Pengukuran HDI, seperti halnya dengan nilai rata-rata, angka ini menyembunyikan kesenjangan dalam pembangunan manusia antar populasi di negara yang sama. Dua negara dengan sebaran capaian yang berbeda dapat mempunyai rata-rata nilai HDI yang sama. Oleh karena itu, terdapat alternatif pengukuran yang dikenal dengan Inequality-Adjusted Human Development Index (IHDI). IHDI tidak hanya memperhitungkan pencapaian rata-rata suatu negara dalam bidang kesehatan, pendidikan, dan pendapatan, namun juga bagaimana pencapaian tersebut didistribusikan kepada warga negaranya dengan mengurangi nilai rata-rata setiap dimensi sesuai dengan tingkat ketimpangan.
Berdasarkan UNDP, terdapat empat kategori IHDI untuk mengklasifikasi negara terdiri dari rendah, medium, tinggi, dan sangat tinggi. Negara dapat dinyatakan memiliki HDI rendah apabila nilai tersebut kurang dari 0,550. Lalu, terdapat kategori medium dengan nilai HDI 0,550–0,699. Kemudian, untuk kategori tinggi, sebuah negara perlu memiliki HDI dengan nilai 0,700–0,799. Terakhir, nilai HDI diatas 0,800 maka termasuk dalam kategori sangat tinggi, yang pada umumnya dimiliki oleh negara-negara maju seperti Norwegia dan Amerika Serikat.
Tabel 1. Perkembangan IHDI ASEAN
Sumber: UNDP Human Development Reports (2022), diolah
Grafik 1. Perkembangan IHDI ASEAN
Sumber: UNDP Human Development Reports (2022), diolah
Berdasarkan data diatas dalam jangka waktu 2017–2021, Posisi Indonesia dengan rata-rata nilai 0,550–0,699 menunjukkan kategori IHDI tingkat medium. indikator nilai indonesia mengalami peningkatan dan penurunan yang stabil dalam tahun ke tahun. Jika dibandingkan dengan negara tetangga, Kamboja dengan rata-rata nilai < 0,550 memiliki tingkat nilai IHDI terendah di ASEAN dan termasuk dari Kategori IHDI sangat rendah. Sedangkan, Singapore dengan rata-rata nilai < 0,800 memiliki angka IHDI tertinggi di ASEAN dan termasuk dari Kategori IHDI sangat tinggi. Indonesia sebagai negara berkembang perlu terus mengupayakan pendistribusian secara merata dalam peningkatan kualitas kesehatan, pendidikan, dan pendapatan. Melalui Indikator IHDI, menjadi pekerjaan besar bagi pemerintah Indonesia untuk memperbaiki tata kelola negara demi terciptanya kesejahteraan bagi masyarakat Indonesia.

Daftar Tugas:
1. Menurut kutipan tentang IHDI, berapa rentang nilai HDI yang dibutuhkan sebuah negara untuk masuk kategori tinggi?
2. Teruskan teks tentang IHDI di ASEAN mulai dari sesudah kalimat terakhirnya.
Entri berikut tidak berperan dalam pengerjaan ini.

(Entri anotasi kotak gambar)
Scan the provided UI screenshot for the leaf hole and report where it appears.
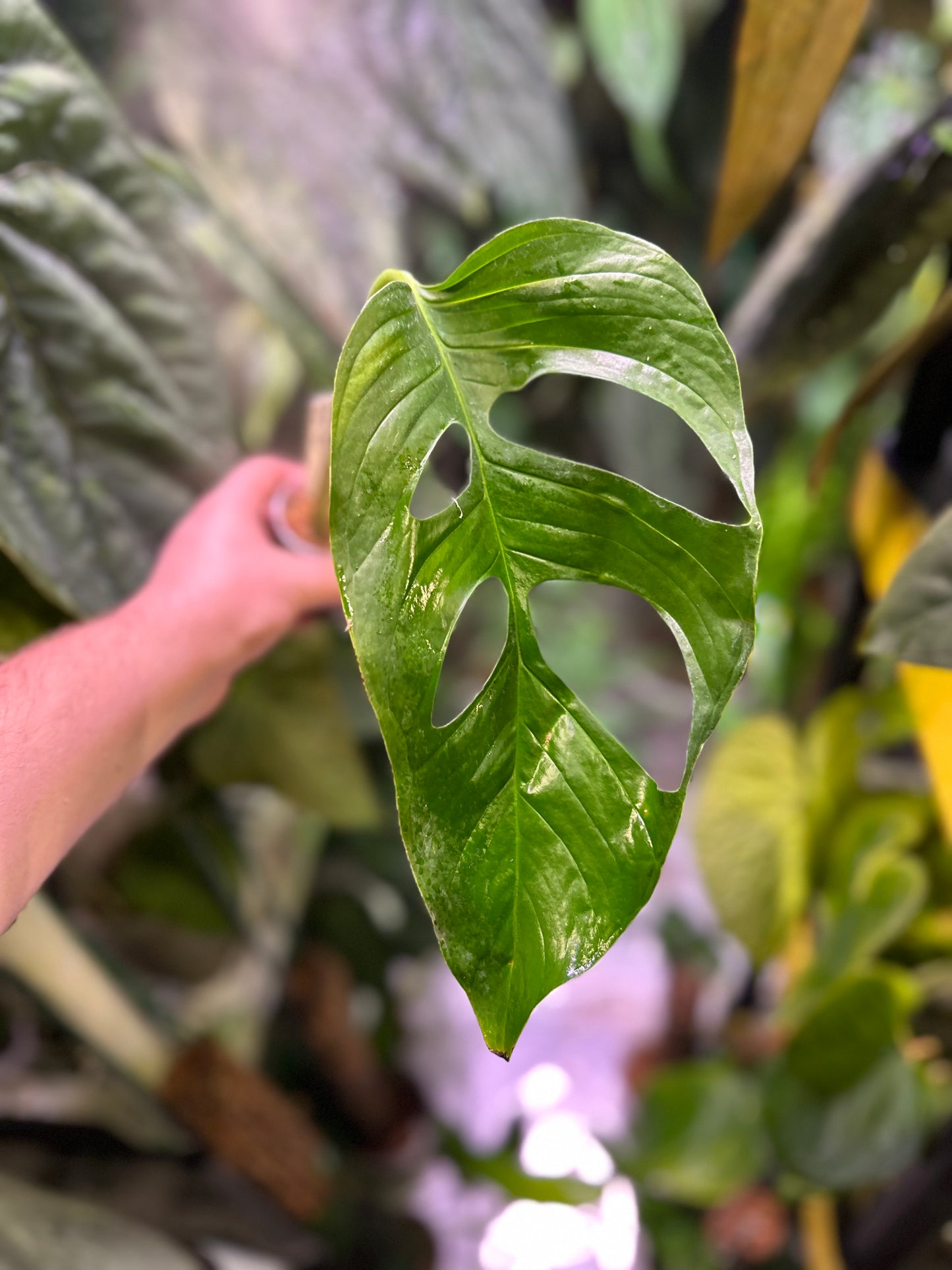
[410,423,471,521]
[433,578,509,728]
[529,581,693,790]
[490,374,748,525]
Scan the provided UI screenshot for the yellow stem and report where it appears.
[800,1195,847,1270]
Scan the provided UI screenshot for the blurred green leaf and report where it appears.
[0,0,236,614]
[824,794,934,907]
[696,715,808,962]
[804,686,911,857]
[0,1177,199,1270]
[638,1190,722,1270]
[863,511,952,670]
[330,219,760,1054]
[766,1049,928,1192]
[141,142,337,389]
[142,0,581,340]
[109,800,240,935]
[579,0,684,189]
[632,1062,768,1208]
[787,974,899,1095]
[816,856,929,975]
[726,100,952,391]
[0,551,63,656]
[188,625,379,829]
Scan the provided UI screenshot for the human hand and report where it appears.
[130,456,340,708]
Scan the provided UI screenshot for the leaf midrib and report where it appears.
[400,275,526,1041]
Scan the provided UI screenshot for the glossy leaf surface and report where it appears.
[0,0,235,614]
[331,219,760,1054]
[711,0,868,256]
[864,512,952,670]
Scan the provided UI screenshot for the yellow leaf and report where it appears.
[708,0,868,259]
[851,449,952,840]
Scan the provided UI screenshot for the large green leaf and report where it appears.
[632,1062,770,1208]
[696,715,810,962]
[0,0,235,614]
[331,219,760,1054]
[864,512,952,670]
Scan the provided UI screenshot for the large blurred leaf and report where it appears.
[787,974,900,1095]
[824,794,933,907]
[710,0,868,256]
[579,0,684,184]
[766,1049,928,1190]
[331,219,760,1054]
[818,856,929,974]
[0,1177,199,1270]
[694,715,808,962]
[633,1062,768,1208]
[0,0,235,614]
[144,0,580,340]
[727,100,952,389]
[864,512,952,670]
[0,555,63,656]
[141,142,337,388]
[189,626,379,829]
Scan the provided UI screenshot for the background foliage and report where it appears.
[9,0,952,1270]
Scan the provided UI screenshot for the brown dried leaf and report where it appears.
[708,0,868,259]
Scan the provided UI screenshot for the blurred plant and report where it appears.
[629,688,952,1265]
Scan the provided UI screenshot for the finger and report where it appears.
[221,455,306,507]
[275,551,340,614]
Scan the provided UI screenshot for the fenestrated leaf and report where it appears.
[0,0,235,614]
[134,0,581,340]
[696,715,810,962]
[710,0,868,258]
[189,626,379,829]
[726,99,952,390]
[863,512,952,670]
[331,219,760,1054]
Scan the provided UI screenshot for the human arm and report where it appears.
[0,457,339,931]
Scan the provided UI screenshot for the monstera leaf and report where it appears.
[0,0,235,614]
[331,219,760,1055]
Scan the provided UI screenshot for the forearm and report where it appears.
[0,588,227,930]
[0,457,339,931]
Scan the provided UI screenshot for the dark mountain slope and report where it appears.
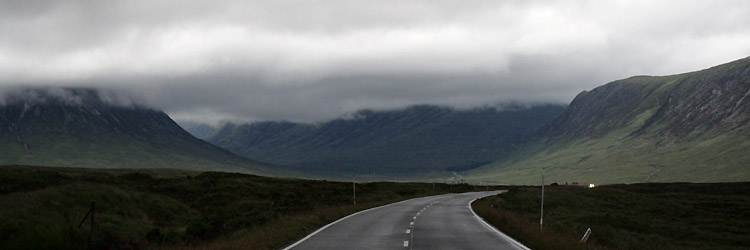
[176,120,216,139]
[207,105,563,175]
[0,89,276,174]
[469,57,750,183]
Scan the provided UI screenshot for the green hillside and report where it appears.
[465,58,750,183]
[0,89,288,175]
[207,105,563,178]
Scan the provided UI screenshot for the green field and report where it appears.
[0,166,482,249]
[472,182,750,250]
[465,129,750,185]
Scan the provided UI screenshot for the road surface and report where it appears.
[286,191,526,250]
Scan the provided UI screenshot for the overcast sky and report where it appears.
[0,0,750,122]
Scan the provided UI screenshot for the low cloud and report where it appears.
[0,0,750,122]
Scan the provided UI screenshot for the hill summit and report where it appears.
[0,87,274,174]
[468,57,750,183]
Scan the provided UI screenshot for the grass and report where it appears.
[466,126,750,185]
[0,166,481,249]
[472,182,750,249]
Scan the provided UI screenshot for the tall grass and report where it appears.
[473,183,750,249]
[0,166,482,249]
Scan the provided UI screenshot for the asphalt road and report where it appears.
[286,191,526,249]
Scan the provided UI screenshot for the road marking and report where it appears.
[283,199,413,250]
[468,191,531,250]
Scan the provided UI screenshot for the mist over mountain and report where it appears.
[206,105,563,175]
[469,57,750,183]
[0,88,282,174]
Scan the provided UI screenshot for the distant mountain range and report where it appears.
[0,57,750,184]
[466,57,750,186]
[0,88,283,175]
[200,105,564,177]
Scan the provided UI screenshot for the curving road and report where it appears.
[285,191,528,249]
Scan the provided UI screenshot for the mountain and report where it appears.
[466,57,750,183]
[206,105,563,176]
[0,88,279,175]
[176,120,216,139]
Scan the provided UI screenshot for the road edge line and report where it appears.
[282,195,439,250]
[469,191,531,250]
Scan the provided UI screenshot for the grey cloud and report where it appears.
[0,0,750,122]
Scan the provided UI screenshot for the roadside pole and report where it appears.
[539,168,544,231]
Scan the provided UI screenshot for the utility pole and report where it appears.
[539,168,544,231]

Hasil:
1. Nilai HDI 0,700–0,799.

2.
2.2 Gini index
Gini index atau biasa dikenal dengan gini ratio merupakan pengukuran untuk melihat pemerataan atau ketimpangan pendapatan penduduk di suatu negara. Menurut World Bank, Indeks Gini mengukur sejauh mana distribusi pendapatan (atau, dalam beberapa kasus, pengeluaran konsumsi) di antara individu atau rumah tangga dalam suatu ekonomi menyimpang dari distribusi seimbang yang sempurna. Kurva Lorenz memplot persentase kumulatif dari total pendapatan yang diterima terhadap jumlah kumulatif penerima, dimulai dengan individu atau rumah tangga termiskin. Indeks Gini mengukur luas antara kurva Lorenz dan garis hipotetis persamaan mutlak, dinyatakan sebagai persentase dari luas maksimum di bawah garis. Maka dari itu, indeks Gini 0 menunjukkan pemerataan sempurna, sedangkan indeks 100 menunjukkan ketidaksetaraan sempurna.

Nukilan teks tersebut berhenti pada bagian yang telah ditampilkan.